Reproduce each of the items below word for word, keeping every line unchanged.

Excerpts from a point labeling dataset:
□ □ □ □

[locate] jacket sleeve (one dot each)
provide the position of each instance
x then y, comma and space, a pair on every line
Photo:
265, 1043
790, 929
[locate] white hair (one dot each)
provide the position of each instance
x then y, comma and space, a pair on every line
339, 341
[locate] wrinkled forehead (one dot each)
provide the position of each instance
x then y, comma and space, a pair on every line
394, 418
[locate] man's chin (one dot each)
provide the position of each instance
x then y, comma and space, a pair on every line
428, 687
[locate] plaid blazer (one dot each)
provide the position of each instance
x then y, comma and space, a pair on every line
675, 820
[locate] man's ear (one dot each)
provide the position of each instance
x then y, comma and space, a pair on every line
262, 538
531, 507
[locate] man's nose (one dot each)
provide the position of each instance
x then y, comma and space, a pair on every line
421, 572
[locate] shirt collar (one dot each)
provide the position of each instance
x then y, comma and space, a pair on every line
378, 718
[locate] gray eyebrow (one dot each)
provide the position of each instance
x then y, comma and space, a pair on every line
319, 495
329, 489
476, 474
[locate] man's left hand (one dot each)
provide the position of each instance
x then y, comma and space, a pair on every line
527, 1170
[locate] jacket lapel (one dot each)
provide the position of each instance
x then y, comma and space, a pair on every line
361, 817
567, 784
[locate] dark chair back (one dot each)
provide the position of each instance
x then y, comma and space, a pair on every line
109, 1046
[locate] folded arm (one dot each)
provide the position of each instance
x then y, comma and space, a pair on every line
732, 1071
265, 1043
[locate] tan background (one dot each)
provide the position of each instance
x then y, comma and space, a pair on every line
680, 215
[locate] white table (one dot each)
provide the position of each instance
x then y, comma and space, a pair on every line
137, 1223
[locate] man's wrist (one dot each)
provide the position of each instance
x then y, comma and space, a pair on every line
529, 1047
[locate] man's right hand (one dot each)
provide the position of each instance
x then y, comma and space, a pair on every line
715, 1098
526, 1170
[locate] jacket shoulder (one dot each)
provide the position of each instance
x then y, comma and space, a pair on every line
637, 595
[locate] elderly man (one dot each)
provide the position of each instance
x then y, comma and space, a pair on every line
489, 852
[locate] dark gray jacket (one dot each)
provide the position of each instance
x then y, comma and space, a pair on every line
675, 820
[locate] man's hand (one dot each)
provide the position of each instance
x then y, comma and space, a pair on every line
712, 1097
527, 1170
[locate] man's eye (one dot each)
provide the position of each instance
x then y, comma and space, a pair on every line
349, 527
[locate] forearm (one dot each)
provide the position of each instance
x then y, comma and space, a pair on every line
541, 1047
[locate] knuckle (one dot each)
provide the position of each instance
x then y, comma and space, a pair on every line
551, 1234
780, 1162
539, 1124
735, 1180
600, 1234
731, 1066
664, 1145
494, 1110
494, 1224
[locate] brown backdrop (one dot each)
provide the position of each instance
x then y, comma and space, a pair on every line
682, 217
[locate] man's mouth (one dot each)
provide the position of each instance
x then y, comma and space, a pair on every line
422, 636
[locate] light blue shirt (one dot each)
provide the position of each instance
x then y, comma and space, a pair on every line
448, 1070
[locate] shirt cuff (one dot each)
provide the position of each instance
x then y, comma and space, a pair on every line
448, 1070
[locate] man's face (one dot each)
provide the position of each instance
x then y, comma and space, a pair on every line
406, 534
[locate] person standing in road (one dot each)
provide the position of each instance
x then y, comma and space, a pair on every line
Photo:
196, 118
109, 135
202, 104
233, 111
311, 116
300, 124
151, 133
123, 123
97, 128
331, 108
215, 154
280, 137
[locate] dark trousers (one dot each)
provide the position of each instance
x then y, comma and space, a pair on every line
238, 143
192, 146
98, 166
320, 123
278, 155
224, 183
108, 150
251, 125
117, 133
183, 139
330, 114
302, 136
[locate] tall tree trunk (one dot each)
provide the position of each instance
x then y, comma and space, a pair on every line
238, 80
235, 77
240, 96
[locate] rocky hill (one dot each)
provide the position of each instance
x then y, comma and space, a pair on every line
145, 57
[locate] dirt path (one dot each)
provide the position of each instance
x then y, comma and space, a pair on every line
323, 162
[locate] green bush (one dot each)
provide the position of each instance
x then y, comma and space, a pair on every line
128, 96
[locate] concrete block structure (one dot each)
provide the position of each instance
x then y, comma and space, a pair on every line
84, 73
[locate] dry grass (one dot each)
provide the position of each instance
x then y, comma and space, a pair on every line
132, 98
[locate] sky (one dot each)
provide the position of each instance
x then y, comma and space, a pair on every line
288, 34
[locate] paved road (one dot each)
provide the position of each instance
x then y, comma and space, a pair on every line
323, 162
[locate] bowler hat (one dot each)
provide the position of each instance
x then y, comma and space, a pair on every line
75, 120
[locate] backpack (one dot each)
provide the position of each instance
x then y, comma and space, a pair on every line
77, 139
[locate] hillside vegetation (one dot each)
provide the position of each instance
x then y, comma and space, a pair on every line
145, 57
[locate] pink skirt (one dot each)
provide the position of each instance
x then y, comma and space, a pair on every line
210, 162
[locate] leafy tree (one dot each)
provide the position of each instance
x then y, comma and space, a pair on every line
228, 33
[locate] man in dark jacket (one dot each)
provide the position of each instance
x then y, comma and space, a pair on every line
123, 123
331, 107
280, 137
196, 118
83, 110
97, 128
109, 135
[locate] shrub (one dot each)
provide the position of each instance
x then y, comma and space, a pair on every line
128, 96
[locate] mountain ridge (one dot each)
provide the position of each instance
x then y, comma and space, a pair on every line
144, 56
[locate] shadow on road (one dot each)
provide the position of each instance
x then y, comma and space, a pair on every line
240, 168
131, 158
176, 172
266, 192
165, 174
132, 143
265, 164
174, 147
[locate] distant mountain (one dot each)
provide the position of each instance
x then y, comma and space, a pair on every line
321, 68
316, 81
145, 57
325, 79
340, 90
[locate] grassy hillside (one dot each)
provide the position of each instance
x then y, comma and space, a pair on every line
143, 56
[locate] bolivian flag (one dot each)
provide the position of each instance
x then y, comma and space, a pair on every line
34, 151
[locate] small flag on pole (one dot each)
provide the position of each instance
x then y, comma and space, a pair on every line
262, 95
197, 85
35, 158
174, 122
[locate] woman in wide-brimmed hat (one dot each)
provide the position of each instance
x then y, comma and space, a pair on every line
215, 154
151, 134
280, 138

□ □ □ □

Exercise result »
[locate] jacket sleeve (one dot each)
provide the position of each instance
x then y, comma and space, a pair on every line
Photo:
265, 1043
790, 929
[locate] white hair (one dot each)
provide the position of each instance
x then y, comma and space, a pair on every line
339, 341
[locate] wrinkled forehead (one dot each)
provide the position of each instance
x then y, comma and space, a pair on every line
394, 418
[locate] man's chin (one dot each)
provide the position of each instance
x then y, comma and space, a pair on every line
428, 687
[locate] plaid blazer (one dot each)
provide the position of each instance
x then y, comma and space, a pair on every line
675, 820
[locate] man's ear (one dot each)
provide the position of each instance
x then y, comma and space, a pair on every line
262, 538
531, 507
[locate] man's nose (one dot each)
provide the position of each instance
x then y, comma and space, a pair on every line
421, 572
[locate] shirt collar (one dot each)
provide the position of each instance
x then y, comma and space, a pair on every line
378, 718
[locate] gray eyebrow (one dot each)
provide the position of each instance
x then y, comma and space, a pair on every line
319, 495
329, 489
476, 474
[locate] man's left hand (one dot each)
provide the position of each instance
x then y, comma and space, a pair on every line
527, 1170
[locate] jacket lapel (one dot each)
provide the position of each instance
x then y, comma and space, a pair on every line
361, 817
567, 784
[locate] dark chair back (one dot each)
provide the position of each instance
x then y, comma and space, a pair on every line
109, 1046
[locate] folded arm (one dot each)
provide the position of each instance
x then y, comma and space, a pair on every line
732, 1071
265, 1043
[locate] tan background (one dot each)
provide the position of each instance
x then y, comma and space, a pair on every line
680, 215
[locate] white table (one dot each)
provide the position of each instance
x then y, comma and space, a pair on every line
137, 1223
[locate] man's wrist (one dot each)
provide the position of each instance
x then y, comma and space, a pair on every line
529, 1047
[locate] man's right hand (one dot each)
provide the position of each instance
x then y, comma and space, a pair on every line
715, 1098
526, 1170
[locate] jacket shoulder (one dot each)
provide the position of each instance
x then y, comma and space, a pair on every line
637, 595
[locate] elderly man (one dot each)
provide the position of each instance
x then y, comma and space, a pair on every line
489, 852
[locate] dark gray jacket (one dot each)
provide the position of each instance
x then y, comma and space, a pair on every line
675, 820
[locate] man's hand (one dot each)
provide the position of each instance
x then y, comma and space, a pair on every line
712, 1097
527, 1170
[locate] man's eye (one dot each)
provide the position of each instance
x then y, comma and space, a pair on every line
349, 527
[locate] forearm (one dot each)
provide the position of each instance
x then y, comma and space, a pair on every line
541, 1047
[locate] knuckle (one dot each)
provide the position of each instance
x then y, comma and space, a pair on every line
551, 1234
780, 1162
539, 1124
735, 1180
600, 1234
731, 1066
664, 1145
494, 1110
494, 1224
[locate] brown backdrop (one dot each)
provide the position of each instance
x then y, comma and space, a pair on every line
682, 217
[locate] man's mouth (one dot each)
provide the position of each instance
x then y, comma and space, a pair on every line
422, 636
[locate] light blue shirt (one dot each)
provide the position of each instance
x then y, comma and space, a pair on every line
448, 1070
[locate] shirt cuff (one dot each)
provide the position of each instance
x then y, comma and space, a pair on every line
448, 1070
[locate] man's face (one dot each)
provide the position of each instance
x then y, comma and space, a pair on every line
406, 534
[locate] person standing in road (one dot each)
provide the position of each instance
x then y, comma and space, a pair on every line
Photo:
196, 118
109, 135
202, 104
233, 111
311, 116
300, 124
151, 133
123, 123
97, 128
331, 108
215, 154
280, 137
[locate] dark trousers (one dot each)
provide the position of each instance
x then y, comma and space, a pair on every line
238, 143
192, 146
98, 166
320, 123
278, 155
224, 183
108, 150
251, 125
117, 133
183, 139
330, 114
302, 136
[locate] tall tree trunk (one dot each)
provide the position of each instance
x then y, comma and space, a pair on every line
238, 80
235, 77
240, 96
[locate] rocky hill (one dot each)
provide the position of each instance
x then y, comma and space, a pair on every line
145, 57
[locate] dirt path (one dot each)
provide the position of each instance
x then y, comma and space, a pair on every line
323, 162
[locate] green bush (one dot each)
provide the position of each instance
x then y, comma and space, a pair on every line
128, 96
[locate] concrete block structure (one dot each)
provide the position of each instance
x then y, comma and space, a pair on every line
84, 73
[locate] dry grass (one dot each)
provide the position of each instance
x then y, comma and space, a pair on every line
132, 98
[locate] sky (one dot each)
provide the position of each instance
x then y, comma and space, a pair on every line
288, 34
[locate] paved road (one dot each)
provide the position of each instance
x then y, comma and space, a pair on every line
323, 162
[locate] bowler hat (one dot each)
provide the position of each instance
x then y, comma and space, a pair on every line
75, 120
[locate] backpack (one dot each)
provide the position of each instance
x then y, comma and space, a pair on every line
77, 139
[locate] hillside vegetation (one dot each)
provide the position of each instance
x then y, comma and space, a pair on every line
145, 57
[locate] pink skirt (one dot each)
provide the position of each instance
x then y, comma and space, a pair on every line
210, 162
[locate] leafy tree (one dot each)
provide the position of each instance
x then y, comma and space, a pair on every line
228, 33
[locate] man in dark jacket (one dot each)
provide the position of each instance
x then y, comma and space, a pair on every line
123, 123
331, 107
280, 137
196, 118
83, 110
97, 128
109, 135
[locate] shrub (one dot each)
provide the position of each instance
x then y, comma and space, a pair on every line
128, 96
[locate] mountain ridge (one dot each)
provide the position of each instance
x then y, comma and space, a pair on every line
144, 56
[locate] shadow on road (one dot each)
provide the position of each instance
x then y, comma and space, a pair on every line
240, 168
131, 158
176, 172
266, 192
165, 174
132, 143
265, 164
174, 147
[locate] distant mountain (one dot each)
provide the position of each instance
x then y, comma and space, a pair on every line
321, 68
316, 81
145, 57
325, 79
340, 90
[locate] grassy hillside (one dot each)
provide the position of each instance
x then y, comma and space, a pair on every line
143, 56
[locate] bolivian flag (one dot each)
provide the position of each instance
x then y, comma and space, a pair on every line
34, 151
[locate] small flag on pole (one dot each)
provide the position of each instance
x then y, comma and space, a pair on every line
262, 95
197, 85
35, 158
174, 122
[locate] woman in wide-brimmed hat (one dot each)
provide the position of each instance
x then y, comma and space, a pair on every line
215, 154
151, 134
280, 138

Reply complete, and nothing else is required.